**Extract provided:**

Tuesday 20 March 2018 / 03:09 AM


If 2016 was the year of the underdog in sports, then 2017 is shaping as a renaissance for evergreen athletes who are seemingly ageing like Benjamin Button. The year is still fledgling yet is already filled with astounding achievements by those tapping back into the fountain of youth.

During the Australian Open, all four finalists of the singles were aged over 30, highlighted by Roger Federer and Serena Williams winning at the ripe age of 35. This type of success always seemed unfathomable for a sport which conjures prodigies, spawning a string of memorable teenaged champions.

Some of the most indelible memories of tennis have included those outrageously talented at a young age. It has always been an astounding sight to watch, essentially, schoolkids win the most hallowed tennis trophies. It was always so natural and normal witnessing the emergence of a young talent conquering the landscape even before being allowed to drink alcohol or drive a car.

There were obvious reasons why tennis produced such precocious youngsters. To excel at tennis requires dedication at such a tender age manifesting into an early skill-set much like many Olympic sports, which similarly have an early peak for athletes. The prime years for tennis players was always deemed to be in the early-20s; once a player hit 30 it was almost game over.

**Material provided:**
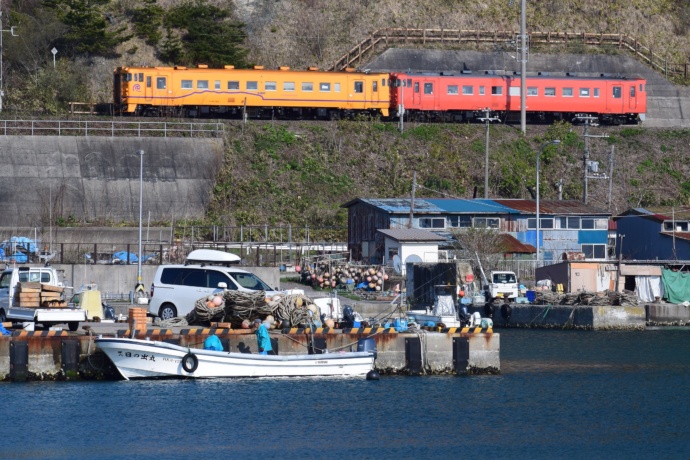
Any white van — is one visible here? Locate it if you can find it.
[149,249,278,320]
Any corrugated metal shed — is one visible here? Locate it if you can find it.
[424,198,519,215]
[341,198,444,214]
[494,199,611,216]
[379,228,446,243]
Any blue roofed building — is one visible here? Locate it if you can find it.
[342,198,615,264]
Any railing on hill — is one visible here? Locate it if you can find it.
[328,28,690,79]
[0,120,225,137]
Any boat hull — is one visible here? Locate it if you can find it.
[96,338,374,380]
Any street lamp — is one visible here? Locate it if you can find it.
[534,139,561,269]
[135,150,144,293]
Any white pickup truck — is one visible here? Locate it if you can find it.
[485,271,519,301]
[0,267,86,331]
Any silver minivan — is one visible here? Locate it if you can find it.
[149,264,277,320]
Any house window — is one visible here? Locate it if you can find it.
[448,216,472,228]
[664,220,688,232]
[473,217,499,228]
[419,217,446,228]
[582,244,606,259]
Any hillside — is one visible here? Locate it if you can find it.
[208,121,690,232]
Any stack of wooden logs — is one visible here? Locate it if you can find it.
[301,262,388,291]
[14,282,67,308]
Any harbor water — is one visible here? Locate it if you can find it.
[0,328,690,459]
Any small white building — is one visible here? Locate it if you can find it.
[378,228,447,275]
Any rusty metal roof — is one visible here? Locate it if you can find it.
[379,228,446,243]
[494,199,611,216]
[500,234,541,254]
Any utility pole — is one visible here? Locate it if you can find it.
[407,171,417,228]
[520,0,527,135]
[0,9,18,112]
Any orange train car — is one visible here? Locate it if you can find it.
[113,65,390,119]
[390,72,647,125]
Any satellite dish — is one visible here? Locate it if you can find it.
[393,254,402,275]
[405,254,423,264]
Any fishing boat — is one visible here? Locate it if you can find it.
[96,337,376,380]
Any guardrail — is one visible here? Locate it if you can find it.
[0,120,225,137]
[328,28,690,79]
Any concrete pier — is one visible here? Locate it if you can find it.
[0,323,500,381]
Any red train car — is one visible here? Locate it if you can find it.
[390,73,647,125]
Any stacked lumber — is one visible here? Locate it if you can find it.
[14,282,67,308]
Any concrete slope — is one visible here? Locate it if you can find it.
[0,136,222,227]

**To-do list:**
1. Repeat everything in the article on veteran athletes from "If 2016 was" down to "fountain of youth.", word for word.
2. Pick up the article on veteran athletes after its last sentence and keep writing it.

**Outputs for the tasks:**
1.
If 2016 was the year of the underdog in sports, then 2017 is shaping as a renaissance for evergreen athletes who are seemingly ageing like Benjamin Button. The year is still fledgling yet is already filled with astounding achievements by those tapping back into the fountain of youth.

2.
However, there has been a severe shift in recent times which started a recalibration of traditional thinking. There were stylistic changes in the way the game was played, notably it shifted from a finesse to power game contributing to more late bloomers and resulting in fewer prodigies. But perhaps more pertinently, prolonging careers and safeguarding from burnout, veterans tend to carefully select which tournaments they play to manage the arduous workload of the calendar.

Undoubtedly, the longevity of tennis players is not an outlier but a trend across sports and the results have been gobsmacking. Even in Twenty20 cricket, a frenetic and fast format supposedly ideal for youngsters, has seen veterans excel including 36-year-old Michael Klinger, who made his international debut for Australia against Sri Lanka at the MCG on Friday night.

In the NRL, 33-year-old trio Johnathan Thurston, Cameron Smith and Cooper Cronk perennially battle with relatively spring chicken Greg Inglis (30) for the world’s best player mantle – to the extent that any other player rarely enters the conversation.

Tom Brady, the New England Patriots quarterback in the NFL, was the MVP in the recent Super Bowl aged 39, where he arguably conjured his greatest ever game. LeBron James, the consensus best player of the NBA, is in his 14th season and yet has shown no slippage, with his statistics in the current season basically the same to that of a decade ago. It has been reported that James spends over $1 million a year to aid his fitness, including a gym at his home and a personal chef. Almost everything he does revolves around ensuring his body is in optimal physical shape. Similarly, Brady is noted as being just as meticulous.

We are seeing across sports those that fastidiously look after their body can ward off ageing and have the type of longevity that seemed unfathomable just a couple of decades ago. No doubt some of the aforementioned superstars – like Brady, LeBron, Federer – rely on their innate resolve and sheer professionalism to keep defying father time – plus their own deep pockets to tap into to go a step further.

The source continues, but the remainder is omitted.